>>>

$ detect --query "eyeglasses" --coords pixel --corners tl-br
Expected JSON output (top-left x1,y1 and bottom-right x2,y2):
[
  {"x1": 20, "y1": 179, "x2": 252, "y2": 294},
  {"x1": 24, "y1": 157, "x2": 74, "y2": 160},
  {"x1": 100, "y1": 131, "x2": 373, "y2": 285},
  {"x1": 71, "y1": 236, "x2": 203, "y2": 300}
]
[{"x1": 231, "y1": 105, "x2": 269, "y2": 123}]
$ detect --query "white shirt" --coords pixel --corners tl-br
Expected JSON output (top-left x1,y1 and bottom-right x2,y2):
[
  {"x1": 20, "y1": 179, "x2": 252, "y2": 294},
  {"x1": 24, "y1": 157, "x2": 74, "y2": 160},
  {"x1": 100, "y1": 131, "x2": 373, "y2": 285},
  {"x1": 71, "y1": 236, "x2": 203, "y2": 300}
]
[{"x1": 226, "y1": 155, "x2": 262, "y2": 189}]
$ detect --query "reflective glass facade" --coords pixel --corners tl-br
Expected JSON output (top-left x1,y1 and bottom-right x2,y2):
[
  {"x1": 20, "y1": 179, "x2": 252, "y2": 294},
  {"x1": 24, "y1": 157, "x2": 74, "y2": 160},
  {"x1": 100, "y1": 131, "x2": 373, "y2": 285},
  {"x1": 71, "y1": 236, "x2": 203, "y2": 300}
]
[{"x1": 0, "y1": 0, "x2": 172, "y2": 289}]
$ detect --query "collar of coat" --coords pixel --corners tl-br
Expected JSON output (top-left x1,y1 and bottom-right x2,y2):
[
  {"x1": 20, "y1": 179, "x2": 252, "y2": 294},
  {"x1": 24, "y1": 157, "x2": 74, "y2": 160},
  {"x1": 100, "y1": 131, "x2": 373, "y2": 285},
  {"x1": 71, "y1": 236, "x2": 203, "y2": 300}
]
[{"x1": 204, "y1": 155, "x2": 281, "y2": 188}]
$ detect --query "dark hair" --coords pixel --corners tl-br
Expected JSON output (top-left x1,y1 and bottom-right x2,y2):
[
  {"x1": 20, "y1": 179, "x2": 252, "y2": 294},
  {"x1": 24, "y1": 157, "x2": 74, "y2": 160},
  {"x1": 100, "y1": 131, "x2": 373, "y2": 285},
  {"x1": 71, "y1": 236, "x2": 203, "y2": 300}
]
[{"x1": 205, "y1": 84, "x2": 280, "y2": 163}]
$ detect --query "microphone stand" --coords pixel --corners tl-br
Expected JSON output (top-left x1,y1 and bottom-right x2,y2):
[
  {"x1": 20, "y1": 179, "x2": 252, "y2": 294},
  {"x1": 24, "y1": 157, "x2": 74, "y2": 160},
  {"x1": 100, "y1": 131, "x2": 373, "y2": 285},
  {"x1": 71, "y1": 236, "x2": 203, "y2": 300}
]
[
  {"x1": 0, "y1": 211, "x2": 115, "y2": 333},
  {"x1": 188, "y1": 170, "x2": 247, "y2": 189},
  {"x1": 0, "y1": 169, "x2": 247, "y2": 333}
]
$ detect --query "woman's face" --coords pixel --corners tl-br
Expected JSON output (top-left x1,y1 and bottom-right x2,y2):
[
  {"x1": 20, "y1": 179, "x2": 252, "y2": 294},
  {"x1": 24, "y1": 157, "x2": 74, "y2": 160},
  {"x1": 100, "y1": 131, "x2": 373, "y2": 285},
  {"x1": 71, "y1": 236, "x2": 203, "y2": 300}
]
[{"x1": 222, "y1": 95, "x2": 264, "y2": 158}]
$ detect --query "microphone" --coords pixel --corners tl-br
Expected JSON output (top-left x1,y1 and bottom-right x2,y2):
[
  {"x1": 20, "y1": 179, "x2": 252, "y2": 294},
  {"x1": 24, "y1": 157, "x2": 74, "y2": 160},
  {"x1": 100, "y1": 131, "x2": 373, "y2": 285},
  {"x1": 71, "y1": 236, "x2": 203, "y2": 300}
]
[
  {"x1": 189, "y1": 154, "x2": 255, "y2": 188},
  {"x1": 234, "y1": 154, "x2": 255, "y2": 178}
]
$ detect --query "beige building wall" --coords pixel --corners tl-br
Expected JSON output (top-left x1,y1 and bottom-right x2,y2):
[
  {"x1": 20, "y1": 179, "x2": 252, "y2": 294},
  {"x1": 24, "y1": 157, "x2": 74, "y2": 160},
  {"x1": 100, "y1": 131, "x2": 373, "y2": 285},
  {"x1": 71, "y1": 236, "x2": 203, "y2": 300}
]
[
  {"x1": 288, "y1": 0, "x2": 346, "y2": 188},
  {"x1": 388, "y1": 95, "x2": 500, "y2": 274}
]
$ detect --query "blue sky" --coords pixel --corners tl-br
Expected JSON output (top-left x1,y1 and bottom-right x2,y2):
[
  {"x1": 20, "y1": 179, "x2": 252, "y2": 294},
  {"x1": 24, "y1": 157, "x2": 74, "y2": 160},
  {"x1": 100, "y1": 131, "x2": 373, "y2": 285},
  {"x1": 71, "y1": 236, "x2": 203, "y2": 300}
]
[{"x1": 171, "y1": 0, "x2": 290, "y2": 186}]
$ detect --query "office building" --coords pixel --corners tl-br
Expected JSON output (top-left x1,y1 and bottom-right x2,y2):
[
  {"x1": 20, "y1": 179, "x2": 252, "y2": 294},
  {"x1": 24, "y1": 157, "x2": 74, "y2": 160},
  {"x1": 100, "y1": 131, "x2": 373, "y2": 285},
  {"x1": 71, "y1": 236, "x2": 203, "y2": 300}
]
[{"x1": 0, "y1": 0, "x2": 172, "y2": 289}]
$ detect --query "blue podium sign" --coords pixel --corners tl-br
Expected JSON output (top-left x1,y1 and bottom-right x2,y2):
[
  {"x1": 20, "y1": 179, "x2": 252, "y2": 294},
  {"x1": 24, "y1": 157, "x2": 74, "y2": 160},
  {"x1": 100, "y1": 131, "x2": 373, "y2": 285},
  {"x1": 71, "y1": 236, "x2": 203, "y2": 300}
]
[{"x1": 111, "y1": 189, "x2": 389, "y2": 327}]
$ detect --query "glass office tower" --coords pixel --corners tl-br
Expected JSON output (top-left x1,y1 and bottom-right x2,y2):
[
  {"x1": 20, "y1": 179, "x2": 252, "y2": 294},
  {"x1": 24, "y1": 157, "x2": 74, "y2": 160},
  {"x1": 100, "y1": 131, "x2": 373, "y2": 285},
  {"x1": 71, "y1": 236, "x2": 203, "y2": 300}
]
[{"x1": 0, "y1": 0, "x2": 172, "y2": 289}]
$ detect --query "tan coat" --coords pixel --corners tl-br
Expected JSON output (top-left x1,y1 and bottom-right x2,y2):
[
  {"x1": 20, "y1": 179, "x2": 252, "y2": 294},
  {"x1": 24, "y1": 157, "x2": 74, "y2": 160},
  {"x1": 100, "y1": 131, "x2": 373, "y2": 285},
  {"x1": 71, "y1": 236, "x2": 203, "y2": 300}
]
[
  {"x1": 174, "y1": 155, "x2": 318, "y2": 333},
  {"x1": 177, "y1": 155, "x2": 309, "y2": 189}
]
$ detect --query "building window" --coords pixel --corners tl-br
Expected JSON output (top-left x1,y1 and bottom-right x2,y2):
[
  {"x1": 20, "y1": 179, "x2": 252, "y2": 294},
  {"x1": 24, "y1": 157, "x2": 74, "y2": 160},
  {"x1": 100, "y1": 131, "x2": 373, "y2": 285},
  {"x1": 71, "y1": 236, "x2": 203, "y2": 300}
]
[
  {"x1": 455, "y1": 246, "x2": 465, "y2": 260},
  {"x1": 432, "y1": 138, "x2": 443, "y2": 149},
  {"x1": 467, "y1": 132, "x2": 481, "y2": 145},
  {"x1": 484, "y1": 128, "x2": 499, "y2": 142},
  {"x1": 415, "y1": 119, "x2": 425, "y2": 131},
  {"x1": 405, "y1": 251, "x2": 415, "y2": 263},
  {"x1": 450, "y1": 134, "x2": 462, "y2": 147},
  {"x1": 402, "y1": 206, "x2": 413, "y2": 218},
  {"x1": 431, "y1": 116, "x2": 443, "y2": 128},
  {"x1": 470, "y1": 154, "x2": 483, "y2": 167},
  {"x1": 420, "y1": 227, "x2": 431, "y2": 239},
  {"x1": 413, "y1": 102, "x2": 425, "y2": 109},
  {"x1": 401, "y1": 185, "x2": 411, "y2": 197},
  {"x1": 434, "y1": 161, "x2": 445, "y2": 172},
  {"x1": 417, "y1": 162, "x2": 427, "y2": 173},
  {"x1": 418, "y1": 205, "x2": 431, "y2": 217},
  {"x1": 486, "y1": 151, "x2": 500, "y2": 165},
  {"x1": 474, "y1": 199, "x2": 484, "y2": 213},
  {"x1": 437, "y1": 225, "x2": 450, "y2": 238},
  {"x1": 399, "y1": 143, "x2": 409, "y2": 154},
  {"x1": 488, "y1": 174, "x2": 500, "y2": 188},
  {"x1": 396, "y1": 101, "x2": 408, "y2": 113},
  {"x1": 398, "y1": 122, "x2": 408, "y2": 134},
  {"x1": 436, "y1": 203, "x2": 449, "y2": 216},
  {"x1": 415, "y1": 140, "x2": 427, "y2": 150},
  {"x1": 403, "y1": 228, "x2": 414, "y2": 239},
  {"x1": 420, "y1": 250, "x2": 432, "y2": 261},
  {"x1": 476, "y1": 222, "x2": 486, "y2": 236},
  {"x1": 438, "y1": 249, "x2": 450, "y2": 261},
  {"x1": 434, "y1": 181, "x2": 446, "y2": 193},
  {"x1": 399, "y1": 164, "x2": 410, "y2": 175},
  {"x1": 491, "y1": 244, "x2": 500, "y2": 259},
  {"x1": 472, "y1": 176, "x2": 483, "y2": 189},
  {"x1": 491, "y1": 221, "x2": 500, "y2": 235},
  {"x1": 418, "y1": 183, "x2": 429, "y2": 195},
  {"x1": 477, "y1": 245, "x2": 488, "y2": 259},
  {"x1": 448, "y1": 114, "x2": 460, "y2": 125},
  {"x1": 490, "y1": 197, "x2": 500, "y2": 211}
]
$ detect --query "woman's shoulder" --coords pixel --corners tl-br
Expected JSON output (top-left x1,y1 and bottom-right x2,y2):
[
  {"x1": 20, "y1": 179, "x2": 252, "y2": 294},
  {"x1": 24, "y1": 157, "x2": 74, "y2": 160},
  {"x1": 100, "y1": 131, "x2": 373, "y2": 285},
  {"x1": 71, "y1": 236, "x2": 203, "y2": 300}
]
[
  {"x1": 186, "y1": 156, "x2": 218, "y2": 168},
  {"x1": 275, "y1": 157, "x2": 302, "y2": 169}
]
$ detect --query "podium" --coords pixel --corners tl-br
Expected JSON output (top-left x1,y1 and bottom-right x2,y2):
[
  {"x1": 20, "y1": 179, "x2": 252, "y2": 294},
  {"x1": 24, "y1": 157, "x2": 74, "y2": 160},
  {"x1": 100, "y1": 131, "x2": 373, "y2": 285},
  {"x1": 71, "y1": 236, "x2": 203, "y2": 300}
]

<<<

WHAT YOU ARE ASKED TO DO
From the lines above, pull out every one that contains the word "podium".

PROBLEM SOLUTION
$ detect --query "blue podium sign" --coords pixel --corners tl-br
$ detect --query "podium" --coords pixel --corners tl-br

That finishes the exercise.